### TASK REQUIREMENTS
Report every line in the rows below that contains the word "output". Case counts.

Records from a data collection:
________

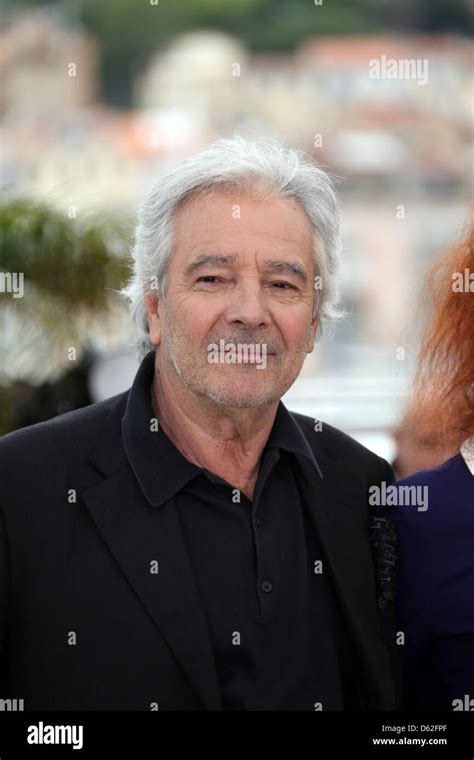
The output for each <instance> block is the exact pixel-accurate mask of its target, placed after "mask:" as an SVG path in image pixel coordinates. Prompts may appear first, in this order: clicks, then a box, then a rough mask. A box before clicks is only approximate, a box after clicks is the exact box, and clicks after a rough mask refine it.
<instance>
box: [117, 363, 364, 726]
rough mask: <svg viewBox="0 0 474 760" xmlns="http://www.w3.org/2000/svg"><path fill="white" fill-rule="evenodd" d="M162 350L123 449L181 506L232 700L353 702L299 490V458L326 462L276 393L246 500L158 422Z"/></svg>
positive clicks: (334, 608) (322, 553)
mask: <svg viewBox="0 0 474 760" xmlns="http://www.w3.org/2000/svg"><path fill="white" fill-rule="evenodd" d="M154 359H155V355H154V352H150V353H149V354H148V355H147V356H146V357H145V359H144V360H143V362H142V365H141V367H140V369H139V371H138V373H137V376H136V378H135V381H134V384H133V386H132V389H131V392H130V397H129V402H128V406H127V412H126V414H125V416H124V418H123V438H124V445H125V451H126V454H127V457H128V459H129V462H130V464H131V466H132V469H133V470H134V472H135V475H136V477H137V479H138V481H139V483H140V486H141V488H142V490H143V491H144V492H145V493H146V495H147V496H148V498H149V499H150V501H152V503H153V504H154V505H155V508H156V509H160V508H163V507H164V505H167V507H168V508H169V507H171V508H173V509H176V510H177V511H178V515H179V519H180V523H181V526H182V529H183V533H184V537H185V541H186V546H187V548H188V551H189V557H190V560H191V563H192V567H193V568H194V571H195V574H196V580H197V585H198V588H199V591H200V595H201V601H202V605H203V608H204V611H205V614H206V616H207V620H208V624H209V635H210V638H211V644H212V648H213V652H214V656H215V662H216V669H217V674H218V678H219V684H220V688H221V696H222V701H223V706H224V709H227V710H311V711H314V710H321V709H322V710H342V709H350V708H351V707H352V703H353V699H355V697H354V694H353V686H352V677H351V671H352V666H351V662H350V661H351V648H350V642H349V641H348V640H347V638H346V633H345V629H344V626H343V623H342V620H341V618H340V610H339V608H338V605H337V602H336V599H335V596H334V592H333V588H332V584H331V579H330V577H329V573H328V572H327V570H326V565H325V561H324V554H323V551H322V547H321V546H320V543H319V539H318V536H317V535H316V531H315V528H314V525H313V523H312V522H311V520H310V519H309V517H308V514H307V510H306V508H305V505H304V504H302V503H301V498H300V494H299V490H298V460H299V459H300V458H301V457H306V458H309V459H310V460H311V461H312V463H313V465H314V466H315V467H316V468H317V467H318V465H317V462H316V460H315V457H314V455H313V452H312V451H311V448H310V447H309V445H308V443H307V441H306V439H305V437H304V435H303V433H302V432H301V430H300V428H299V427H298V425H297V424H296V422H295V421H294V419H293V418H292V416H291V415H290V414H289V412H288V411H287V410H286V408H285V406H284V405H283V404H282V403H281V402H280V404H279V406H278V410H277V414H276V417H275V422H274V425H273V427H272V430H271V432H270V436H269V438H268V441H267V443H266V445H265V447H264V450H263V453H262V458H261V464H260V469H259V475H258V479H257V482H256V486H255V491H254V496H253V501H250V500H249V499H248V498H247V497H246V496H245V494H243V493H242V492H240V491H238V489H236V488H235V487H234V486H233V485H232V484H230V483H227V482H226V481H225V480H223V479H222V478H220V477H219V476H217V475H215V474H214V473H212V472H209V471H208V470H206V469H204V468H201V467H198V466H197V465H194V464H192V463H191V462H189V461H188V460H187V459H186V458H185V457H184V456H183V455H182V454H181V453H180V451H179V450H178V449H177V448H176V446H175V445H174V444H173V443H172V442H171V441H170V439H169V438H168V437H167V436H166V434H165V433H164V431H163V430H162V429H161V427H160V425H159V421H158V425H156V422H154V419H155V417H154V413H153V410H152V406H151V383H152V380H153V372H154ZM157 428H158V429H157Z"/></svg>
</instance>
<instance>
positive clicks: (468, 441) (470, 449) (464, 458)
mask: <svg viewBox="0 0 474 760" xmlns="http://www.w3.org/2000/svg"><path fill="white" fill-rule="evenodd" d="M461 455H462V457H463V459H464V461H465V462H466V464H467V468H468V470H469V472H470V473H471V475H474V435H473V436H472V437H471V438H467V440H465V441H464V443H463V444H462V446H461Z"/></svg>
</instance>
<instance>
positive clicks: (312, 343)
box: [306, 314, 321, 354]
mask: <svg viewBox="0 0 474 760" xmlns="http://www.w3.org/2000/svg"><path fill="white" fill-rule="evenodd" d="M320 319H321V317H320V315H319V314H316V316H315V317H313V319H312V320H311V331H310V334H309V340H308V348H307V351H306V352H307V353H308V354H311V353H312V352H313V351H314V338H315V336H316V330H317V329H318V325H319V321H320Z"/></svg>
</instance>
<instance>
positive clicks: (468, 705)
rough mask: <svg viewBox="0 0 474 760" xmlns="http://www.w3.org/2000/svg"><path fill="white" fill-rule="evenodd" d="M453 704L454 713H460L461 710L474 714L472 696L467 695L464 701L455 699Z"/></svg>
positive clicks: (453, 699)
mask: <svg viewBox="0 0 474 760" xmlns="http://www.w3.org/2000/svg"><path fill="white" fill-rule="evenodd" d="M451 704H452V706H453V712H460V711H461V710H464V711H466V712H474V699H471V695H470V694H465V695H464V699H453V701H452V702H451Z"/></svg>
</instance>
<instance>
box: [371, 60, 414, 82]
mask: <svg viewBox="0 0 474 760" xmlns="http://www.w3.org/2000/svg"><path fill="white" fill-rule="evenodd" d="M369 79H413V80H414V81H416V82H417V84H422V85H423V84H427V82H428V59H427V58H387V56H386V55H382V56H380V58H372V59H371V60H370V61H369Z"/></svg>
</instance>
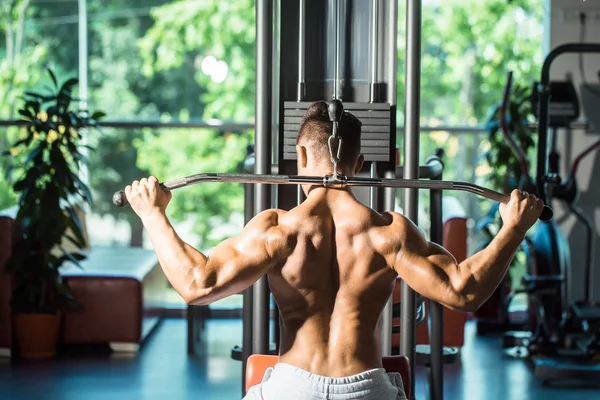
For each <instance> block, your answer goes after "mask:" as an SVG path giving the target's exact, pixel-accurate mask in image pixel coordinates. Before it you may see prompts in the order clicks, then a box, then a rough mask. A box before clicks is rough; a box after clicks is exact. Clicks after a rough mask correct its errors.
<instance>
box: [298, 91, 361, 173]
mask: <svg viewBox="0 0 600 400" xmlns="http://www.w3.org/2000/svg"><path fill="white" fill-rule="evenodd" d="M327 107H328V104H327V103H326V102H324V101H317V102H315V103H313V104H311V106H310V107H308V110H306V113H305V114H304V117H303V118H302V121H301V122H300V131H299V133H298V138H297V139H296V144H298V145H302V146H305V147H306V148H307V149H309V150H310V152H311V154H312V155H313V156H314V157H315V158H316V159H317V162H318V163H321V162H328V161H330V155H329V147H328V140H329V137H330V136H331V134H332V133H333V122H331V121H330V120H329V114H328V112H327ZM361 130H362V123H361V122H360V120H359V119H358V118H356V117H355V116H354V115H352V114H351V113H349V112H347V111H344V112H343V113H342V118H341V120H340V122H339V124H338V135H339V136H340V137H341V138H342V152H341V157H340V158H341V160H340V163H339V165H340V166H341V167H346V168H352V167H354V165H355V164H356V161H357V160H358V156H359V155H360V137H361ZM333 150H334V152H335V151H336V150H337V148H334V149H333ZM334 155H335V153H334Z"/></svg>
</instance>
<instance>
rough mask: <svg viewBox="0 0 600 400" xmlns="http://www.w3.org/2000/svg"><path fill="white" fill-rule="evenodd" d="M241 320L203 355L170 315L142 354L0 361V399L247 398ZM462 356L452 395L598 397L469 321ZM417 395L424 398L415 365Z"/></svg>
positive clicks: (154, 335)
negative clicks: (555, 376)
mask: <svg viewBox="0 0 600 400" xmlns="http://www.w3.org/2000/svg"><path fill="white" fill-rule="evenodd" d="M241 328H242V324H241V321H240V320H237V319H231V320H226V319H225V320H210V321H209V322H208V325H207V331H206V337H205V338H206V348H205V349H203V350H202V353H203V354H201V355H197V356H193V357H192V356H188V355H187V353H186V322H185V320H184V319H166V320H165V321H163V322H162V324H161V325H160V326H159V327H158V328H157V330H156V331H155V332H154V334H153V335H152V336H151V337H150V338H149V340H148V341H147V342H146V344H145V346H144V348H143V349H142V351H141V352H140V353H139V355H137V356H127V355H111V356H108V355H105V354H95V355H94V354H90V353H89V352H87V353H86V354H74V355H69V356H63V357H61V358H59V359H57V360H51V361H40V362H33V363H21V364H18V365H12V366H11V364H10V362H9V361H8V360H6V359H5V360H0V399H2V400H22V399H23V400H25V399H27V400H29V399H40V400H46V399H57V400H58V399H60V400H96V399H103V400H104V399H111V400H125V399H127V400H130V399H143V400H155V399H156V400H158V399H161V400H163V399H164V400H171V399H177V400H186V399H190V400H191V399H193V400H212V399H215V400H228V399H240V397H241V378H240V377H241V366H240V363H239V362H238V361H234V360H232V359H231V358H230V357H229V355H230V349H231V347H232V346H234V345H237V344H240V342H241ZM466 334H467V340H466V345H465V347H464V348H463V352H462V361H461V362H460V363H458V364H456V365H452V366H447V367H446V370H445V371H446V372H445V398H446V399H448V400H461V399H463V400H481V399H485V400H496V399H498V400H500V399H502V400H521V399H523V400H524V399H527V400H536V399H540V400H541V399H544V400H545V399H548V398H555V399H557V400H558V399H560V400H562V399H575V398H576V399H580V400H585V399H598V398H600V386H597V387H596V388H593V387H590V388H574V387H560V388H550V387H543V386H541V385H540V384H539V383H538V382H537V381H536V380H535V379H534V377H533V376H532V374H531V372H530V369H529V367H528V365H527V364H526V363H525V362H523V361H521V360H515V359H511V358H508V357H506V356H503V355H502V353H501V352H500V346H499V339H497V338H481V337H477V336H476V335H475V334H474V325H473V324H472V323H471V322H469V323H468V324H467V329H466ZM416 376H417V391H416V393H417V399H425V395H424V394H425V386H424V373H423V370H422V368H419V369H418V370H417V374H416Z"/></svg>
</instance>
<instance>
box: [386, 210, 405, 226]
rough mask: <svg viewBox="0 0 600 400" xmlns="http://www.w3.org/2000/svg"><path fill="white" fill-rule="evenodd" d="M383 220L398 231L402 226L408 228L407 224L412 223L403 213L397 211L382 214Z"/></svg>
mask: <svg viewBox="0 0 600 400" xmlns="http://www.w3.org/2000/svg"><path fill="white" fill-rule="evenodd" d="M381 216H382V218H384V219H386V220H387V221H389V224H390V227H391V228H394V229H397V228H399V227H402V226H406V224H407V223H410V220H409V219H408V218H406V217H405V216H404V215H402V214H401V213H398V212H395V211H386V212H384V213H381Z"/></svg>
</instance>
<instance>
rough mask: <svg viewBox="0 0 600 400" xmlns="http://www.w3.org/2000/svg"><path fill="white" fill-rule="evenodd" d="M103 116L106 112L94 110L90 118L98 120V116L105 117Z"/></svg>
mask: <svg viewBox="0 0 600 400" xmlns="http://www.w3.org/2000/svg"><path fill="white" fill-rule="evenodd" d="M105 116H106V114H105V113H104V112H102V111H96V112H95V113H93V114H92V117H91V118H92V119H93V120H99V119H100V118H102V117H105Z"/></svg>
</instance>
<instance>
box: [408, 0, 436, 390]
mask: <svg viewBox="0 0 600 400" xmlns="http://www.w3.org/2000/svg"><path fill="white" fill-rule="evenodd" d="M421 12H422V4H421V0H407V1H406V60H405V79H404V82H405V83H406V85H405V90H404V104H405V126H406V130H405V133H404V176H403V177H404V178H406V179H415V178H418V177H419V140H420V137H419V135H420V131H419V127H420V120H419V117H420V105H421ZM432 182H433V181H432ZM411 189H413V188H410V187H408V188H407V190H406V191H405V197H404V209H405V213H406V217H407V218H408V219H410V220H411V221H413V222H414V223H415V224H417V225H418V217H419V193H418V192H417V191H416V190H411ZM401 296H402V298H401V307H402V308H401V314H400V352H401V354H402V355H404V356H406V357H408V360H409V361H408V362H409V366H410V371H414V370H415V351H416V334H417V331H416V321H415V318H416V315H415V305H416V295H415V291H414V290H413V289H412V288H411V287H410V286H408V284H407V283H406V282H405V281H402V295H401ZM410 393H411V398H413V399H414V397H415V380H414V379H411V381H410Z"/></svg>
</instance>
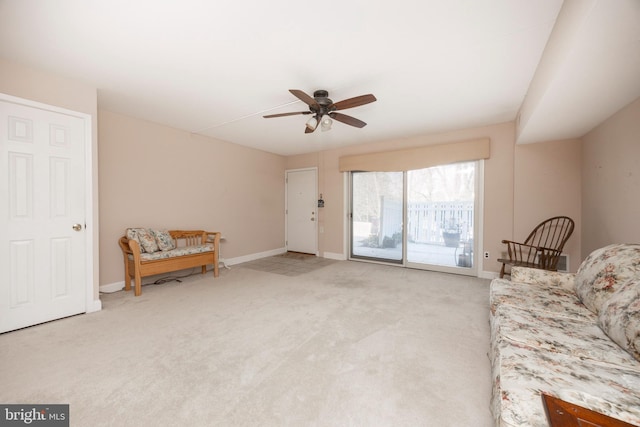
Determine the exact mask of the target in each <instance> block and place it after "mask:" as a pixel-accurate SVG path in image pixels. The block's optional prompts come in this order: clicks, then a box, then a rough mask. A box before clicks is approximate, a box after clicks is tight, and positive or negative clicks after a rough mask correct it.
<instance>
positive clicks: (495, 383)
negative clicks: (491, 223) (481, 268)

________

### EXPECTED ANSWER
The output for each <instance> block is the exact pixel-accurate mask of its target, placed after "mask:" as an SVG path in image pixel coordinates. Prompts may appear first, in this order: clicks, then a box, then a rough mask. A box before clicks is only approximate, a box after clicks is the exact box, and clicks after a rough mask refine it.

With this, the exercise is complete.